## PAGE EXTRACT
For the filarial parasitic-worm diseases of onchocerciasis (river blindness) and lymphatic filariasis (elephantiasis), which together infect over 150 million people, the standard treatment of ivermectin, alone or in combination with albendazole, can lead to brain damage or death in people co-infected with loiasis (Loa loa; African eye worm). Moreover, current drugs kill only juvenile and not adult worms, which continue to infect, requiring repeated treatments.
Therefore while continuing to provide existing medicines for NTDs, parallel and greatly enhanced R&D initiatives for new drugs and diagnostics are necessary for disease control or elimination.

## REQUIRED TASKS
A – According to the filarial disease passage, which worms do current drugs kill?
B – Carry the filarial disease passage forward from its last sentence.
The lines after the filarial disease passage have nothing to do with it.

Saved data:
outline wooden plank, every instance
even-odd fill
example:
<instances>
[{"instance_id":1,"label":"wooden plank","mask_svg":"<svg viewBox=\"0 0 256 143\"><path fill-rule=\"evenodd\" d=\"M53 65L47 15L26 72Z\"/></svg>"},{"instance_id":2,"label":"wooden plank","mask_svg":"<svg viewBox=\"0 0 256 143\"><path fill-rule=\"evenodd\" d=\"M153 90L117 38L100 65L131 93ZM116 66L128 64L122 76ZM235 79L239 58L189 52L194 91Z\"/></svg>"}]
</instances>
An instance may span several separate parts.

## TASK RESULTS
A – Only juvenile worms, not adult worms.

B –
Based on DNDi’s experience over the past nine years, there are four key elements necessary to support the WHO NTD Roadmap goals by 2020:
Boosting innovation and promoting more open sharing of research knowledge: For instance, today it was announced that 11 pharmaceutical companies have committed to provide access to their compound libraries, including data and knowledge about the compounds, to find potential drug candidates for NTDs. Licensing agreements concluded, for example the agreement announced between DNDi and Abbott, ensure patient access to drugs developed from the collaboration in all endemic countries, regardless of income level.
Forging public and private innovative partnerships for drug development: The collaborations DNDi has established with private partners are essential to developing new treatments. DNDi seeks a balanced mix of partnerships with private and public organizations, including academia, national control programmes, and implementing organizations. Innovative industrial partnerships include Eisai, Sanofi, and Cipla to co-develop new drugs at an affordable price, and a collaboration announced today with Johnson & Johnson, Abbott, and Pfizer to work on a macrofilaricide drug for filarial diseases.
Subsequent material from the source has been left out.